WHAT YOU HAVE TO DO. Match the word "vegetation". Return each line of the data below where it appears.

Photo-based referring expression data
________________

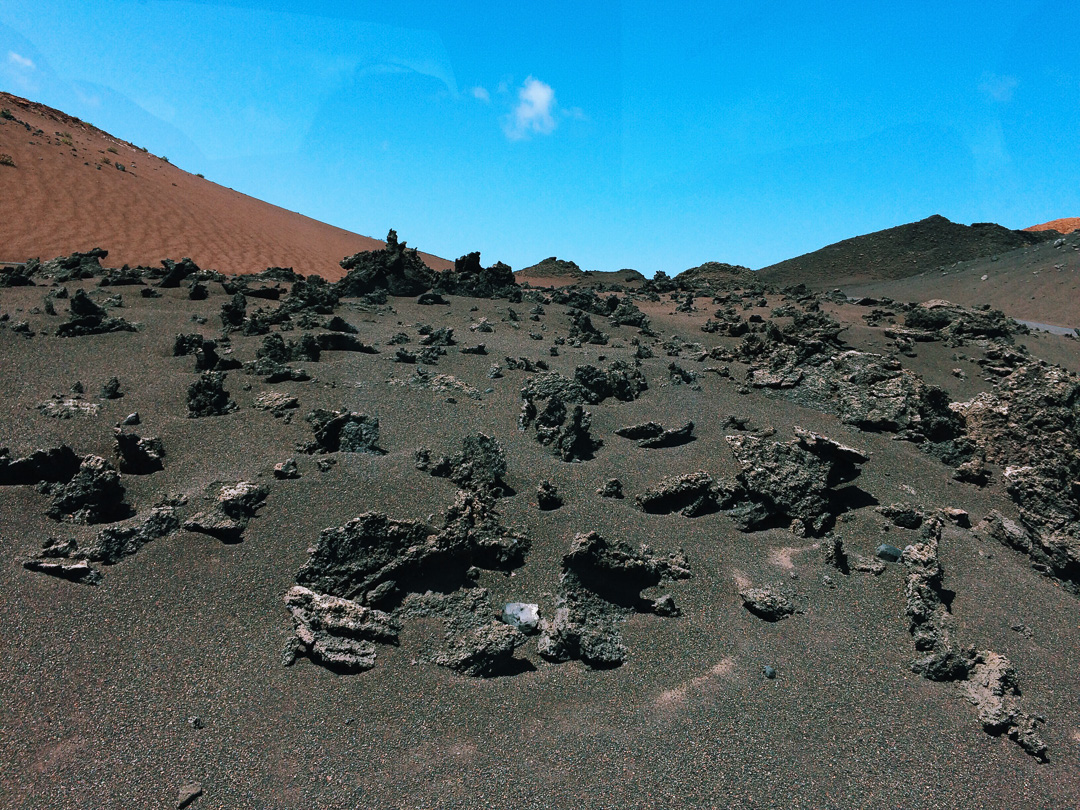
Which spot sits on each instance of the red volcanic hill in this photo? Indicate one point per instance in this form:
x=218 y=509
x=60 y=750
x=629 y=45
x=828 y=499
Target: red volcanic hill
x=1062 y=226
x=66 y=186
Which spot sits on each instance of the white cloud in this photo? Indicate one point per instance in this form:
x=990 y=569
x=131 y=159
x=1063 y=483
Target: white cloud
x=998 y=88
x=19 y=61
x=534 y=113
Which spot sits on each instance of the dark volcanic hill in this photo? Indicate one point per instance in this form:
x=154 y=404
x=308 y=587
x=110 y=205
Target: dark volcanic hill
x=555 y=272
x=896 y=253
x=68 y=186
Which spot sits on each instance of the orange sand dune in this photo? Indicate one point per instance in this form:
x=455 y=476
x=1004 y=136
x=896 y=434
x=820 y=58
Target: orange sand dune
x=66 y=192
x=1062 y=226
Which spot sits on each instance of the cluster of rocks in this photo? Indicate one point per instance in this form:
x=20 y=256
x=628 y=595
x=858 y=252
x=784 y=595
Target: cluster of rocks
x=987 y=679
x=652 y=435
x=88 y=318
x=478 y=467
x=342 y=431
x=233 y=505
x=68 y=559
x=207 y=396
x=364 y=577
x=602 y=582
x=1029 y=426
x=806 y=363
x=564 y=424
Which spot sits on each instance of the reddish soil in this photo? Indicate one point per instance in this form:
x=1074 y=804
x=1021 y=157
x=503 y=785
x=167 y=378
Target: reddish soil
x=1062 y=226
x=65 y=193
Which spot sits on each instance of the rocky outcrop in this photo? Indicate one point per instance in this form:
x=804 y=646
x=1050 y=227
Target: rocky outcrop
x=985 y=678
x=137 y=455
x=791 y=483
x=1029 y=424
x=405 y=568
x=548 y=497
x=482 y=651
x=590 y=386
x=602 y=582
x=478 y=467
x=174 y=272
x=86 y=318
x=653 y=434
x=342 y=431
x=770 y=604
x=67 y=559
x=567 y=433
x=206 y=396
x=93 y=495
x=337 y=633
x=690 y=495
x=470 y=279
x=394 y=269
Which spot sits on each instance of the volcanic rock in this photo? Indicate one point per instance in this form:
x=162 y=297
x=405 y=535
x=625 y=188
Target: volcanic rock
x=482 y=651
x=206 y=396
x=138 y=456
x=336 y=632
x=93 y=495
x=235 y=505
x=602 y=582
x=767 y=603
x=343 y=431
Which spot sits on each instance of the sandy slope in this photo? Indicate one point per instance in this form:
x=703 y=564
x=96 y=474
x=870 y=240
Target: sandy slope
x=1067 y=225
x=63 y=197
x=1038 y=283
x=98 y=683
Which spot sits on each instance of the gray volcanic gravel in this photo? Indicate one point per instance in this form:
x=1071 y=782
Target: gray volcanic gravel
x=102 y=684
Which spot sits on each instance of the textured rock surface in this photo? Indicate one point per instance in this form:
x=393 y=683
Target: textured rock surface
x=603 y=581
x=234 y=507
x=343 y=431
x=206 y=396
x=335 y=632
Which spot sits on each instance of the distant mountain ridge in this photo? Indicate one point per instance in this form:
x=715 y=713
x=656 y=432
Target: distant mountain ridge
x=898 y=253
x=69 y=186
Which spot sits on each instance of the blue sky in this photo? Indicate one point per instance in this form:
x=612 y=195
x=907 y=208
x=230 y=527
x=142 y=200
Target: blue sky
x=612 y=134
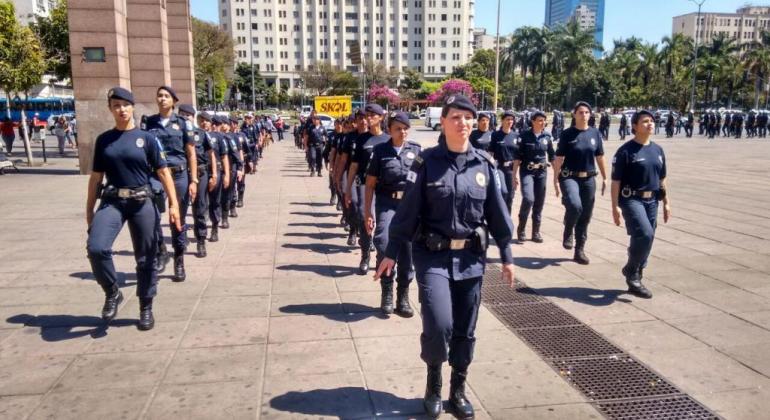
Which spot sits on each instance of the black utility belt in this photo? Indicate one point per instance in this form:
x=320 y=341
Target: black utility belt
x=566 y=173
x=139 y=193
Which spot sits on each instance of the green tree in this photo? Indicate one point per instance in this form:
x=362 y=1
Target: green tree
x=53 y=32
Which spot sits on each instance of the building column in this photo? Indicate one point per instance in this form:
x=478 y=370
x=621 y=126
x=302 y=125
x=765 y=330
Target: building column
x=181 y=50
x=96 y=24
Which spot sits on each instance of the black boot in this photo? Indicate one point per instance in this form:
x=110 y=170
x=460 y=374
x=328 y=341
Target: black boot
x=458 y=403
x=214 y=234
x=146 y=320
x=179 y=273
x=536 y=236
x=402 y=302
x=201 y=248
x=111 y=303
x=432 y=401
x=386 y=300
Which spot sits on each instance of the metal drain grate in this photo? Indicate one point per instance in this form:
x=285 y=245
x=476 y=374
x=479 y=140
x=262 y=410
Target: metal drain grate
x=674 y=408
x=533 y=315
x=567 y=342
x=613 y=377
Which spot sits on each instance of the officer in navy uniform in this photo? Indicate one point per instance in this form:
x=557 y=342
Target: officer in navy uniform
x=207 y=174
x=315 y=139
x=126 y=156
x=386 y=178
x=176 y=135
x=505 y=142
x=481 y=137
x=455 y=200
x=220 y=147
x=359 y=161
x=531 y=161
x=579 y=152
x=638 y=184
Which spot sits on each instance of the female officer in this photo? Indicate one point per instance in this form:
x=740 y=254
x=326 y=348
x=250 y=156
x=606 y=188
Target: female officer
x=454 y=191
x=638 y=182
x=386 y=176
x=579 y=152
x=532 y=159
x=126 y=155
x=504 y=144
x=177 y=138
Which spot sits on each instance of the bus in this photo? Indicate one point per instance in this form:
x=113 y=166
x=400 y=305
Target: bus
x=43 y=108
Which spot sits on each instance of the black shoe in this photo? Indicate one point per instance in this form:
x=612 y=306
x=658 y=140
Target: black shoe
x=432 y=400
x=580 y=256
x=214 y=234
x=146 y=320
x=386 y=300
x=179 y=273
x=569 y=240
x=111 y=304
x=363 y=266
x=403 y=308
x=201 y=249
x=458 y=403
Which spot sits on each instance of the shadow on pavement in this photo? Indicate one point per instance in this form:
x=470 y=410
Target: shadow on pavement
x=346 y=402
x=593 y=297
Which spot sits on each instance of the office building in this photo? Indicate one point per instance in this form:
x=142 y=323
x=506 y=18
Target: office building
x=284 y=37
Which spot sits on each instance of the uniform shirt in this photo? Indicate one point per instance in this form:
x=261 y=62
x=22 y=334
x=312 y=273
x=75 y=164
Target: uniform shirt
x=503 y=146
x=127 y=157
x=580 y=148
x=535 y=148
x=452 y=196
x=639 y=167
x=391 y=167
x=174 y=135
x=362 y=152
x=481 y=139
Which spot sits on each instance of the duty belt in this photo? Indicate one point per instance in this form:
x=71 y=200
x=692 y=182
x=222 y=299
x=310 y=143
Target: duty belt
x=566 y=173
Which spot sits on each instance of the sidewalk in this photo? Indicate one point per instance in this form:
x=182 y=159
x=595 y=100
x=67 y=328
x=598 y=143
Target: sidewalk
x=276 y=324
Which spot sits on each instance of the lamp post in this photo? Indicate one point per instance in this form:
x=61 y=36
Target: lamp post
x=695 y=61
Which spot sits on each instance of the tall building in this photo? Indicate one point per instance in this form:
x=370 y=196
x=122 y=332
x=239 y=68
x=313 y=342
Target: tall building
x=744 y=26
x=284 y=37
x=589 y=14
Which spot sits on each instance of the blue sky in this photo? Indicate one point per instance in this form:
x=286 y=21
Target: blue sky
x=649 y=20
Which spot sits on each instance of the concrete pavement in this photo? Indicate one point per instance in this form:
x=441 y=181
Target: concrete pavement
x=276 y=324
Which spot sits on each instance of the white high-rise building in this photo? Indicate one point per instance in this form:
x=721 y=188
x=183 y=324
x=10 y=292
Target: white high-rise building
x=285 y=37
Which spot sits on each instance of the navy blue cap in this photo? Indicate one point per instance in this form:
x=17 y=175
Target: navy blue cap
x=120 y=93
x=187 y=109
x=399 y=116
x=170 y=90
x=374 y=109
x=458 y=102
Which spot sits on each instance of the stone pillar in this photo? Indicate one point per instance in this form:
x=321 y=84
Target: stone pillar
x=148 y=51
x=181 y=50
x=100 y=24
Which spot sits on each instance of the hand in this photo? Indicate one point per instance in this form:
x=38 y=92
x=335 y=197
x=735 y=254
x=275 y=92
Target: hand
x=385 y=267
x=508 y=274
x=616 y=215
x=173 y=218
x=666 y=213
x=193 y=190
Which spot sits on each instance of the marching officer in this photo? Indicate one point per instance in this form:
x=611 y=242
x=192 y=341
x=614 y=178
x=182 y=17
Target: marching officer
x=386 y=177
x=579 y=152
x=638 y=184
x=505 y=142
x=531 y=161
x=454 y=196
x=176 y=136
x=126 y=156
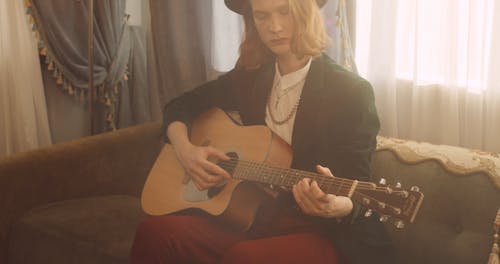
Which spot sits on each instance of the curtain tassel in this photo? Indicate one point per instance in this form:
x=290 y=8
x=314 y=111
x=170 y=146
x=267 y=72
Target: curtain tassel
x=109 y=118
x=43 y=51
x=71 y=90
x=51 y=66
x=31 y=20
x=59 y=79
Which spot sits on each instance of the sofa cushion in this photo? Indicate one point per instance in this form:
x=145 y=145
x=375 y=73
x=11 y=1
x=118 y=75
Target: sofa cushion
x=91 y=230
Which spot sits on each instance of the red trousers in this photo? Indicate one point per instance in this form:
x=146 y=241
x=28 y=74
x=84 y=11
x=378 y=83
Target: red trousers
x=197 y=238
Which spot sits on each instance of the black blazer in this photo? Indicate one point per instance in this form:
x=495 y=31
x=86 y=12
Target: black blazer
x=336 y=126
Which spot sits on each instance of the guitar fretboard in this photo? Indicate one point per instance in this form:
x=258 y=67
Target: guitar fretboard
x=286 y=177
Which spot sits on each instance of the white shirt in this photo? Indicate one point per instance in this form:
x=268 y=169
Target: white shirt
x=285 y=95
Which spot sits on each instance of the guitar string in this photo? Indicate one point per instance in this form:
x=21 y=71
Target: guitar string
x=321 y=178
x=261 y=166
x=296 y=175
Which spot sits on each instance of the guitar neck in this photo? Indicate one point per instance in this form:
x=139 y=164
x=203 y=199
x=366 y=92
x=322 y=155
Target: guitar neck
x=286 y=177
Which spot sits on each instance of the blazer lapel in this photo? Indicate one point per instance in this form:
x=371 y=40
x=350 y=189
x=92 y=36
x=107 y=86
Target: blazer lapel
x=261 y=92
x=306 y=119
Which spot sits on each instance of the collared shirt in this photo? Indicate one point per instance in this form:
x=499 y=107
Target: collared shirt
x=284 y=99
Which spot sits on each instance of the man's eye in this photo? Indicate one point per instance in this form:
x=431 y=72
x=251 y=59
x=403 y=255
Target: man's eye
x=260 y=16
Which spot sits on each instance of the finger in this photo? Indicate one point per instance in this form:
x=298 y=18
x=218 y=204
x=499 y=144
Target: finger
x=217 y=153
x=305 y=203
x=324 y=170
x=203 y=178
x=317 y=193
x=214 y=169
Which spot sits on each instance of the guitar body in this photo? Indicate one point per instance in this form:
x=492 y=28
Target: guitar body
x=168 y=189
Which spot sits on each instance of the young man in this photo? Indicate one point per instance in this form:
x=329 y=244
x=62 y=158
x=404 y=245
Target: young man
x=326 y=114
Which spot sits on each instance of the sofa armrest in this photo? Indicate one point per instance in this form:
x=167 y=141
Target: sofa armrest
x=110 y=163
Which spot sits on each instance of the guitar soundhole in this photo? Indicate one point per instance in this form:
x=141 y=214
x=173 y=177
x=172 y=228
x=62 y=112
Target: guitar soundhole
x=229 y=166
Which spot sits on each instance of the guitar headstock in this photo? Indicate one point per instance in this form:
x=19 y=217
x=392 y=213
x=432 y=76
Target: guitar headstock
x=390 y=202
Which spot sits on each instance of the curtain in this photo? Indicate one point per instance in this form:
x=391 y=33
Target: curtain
x=181 y=45
x=23 y=114
x=433 y=66
x=122 y=95
x=197 y=40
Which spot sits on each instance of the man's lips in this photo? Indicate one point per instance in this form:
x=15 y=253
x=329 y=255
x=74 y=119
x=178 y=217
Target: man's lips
x=279 y=41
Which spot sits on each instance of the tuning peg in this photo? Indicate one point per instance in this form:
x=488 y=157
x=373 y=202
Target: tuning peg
x=368 y=213
x=399 y=224
x=382 y=181
x=384 y=218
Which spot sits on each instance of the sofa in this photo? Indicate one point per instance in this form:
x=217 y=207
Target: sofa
x=79 y=202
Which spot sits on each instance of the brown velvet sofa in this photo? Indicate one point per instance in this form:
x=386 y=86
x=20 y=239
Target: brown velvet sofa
x=78 y=202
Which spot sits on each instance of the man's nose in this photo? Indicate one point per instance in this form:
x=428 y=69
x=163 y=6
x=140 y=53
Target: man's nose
x=275 y=24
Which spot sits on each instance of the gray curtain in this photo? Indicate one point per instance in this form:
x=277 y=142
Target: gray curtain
x=181 y=42
x=122 y=94
x=181 y=37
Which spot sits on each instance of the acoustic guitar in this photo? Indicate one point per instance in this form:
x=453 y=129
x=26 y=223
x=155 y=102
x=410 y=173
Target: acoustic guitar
x=257 y=156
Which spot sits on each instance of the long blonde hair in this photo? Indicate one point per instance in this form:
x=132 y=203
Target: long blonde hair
x=310 y=37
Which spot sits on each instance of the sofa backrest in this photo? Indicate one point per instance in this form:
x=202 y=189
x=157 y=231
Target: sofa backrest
x=454 y=224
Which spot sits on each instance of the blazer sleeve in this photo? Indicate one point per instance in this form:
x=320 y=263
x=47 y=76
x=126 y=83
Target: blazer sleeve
x=355 y=129
x=185 y=108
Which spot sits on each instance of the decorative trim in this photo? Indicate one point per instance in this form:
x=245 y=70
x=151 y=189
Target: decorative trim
x=457 y=160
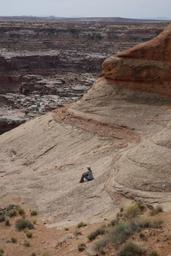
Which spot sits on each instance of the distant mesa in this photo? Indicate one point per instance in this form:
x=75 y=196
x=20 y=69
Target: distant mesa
x=144 y=64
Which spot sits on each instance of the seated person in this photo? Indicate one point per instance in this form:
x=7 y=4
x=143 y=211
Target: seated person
x=87 y=176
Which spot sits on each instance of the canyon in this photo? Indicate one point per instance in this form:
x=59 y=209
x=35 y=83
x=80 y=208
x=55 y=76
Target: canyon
x=46 y=63
x=118 y=125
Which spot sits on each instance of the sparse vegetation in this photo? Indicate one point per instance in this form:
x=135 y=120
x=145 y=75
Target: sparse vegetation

________________

RESPONSE TO THE EXERCISE.
Which spot sits on each instance of the sparse vegetation in this photo? Indicate one point per instance in this form:
Target: sparse vegetation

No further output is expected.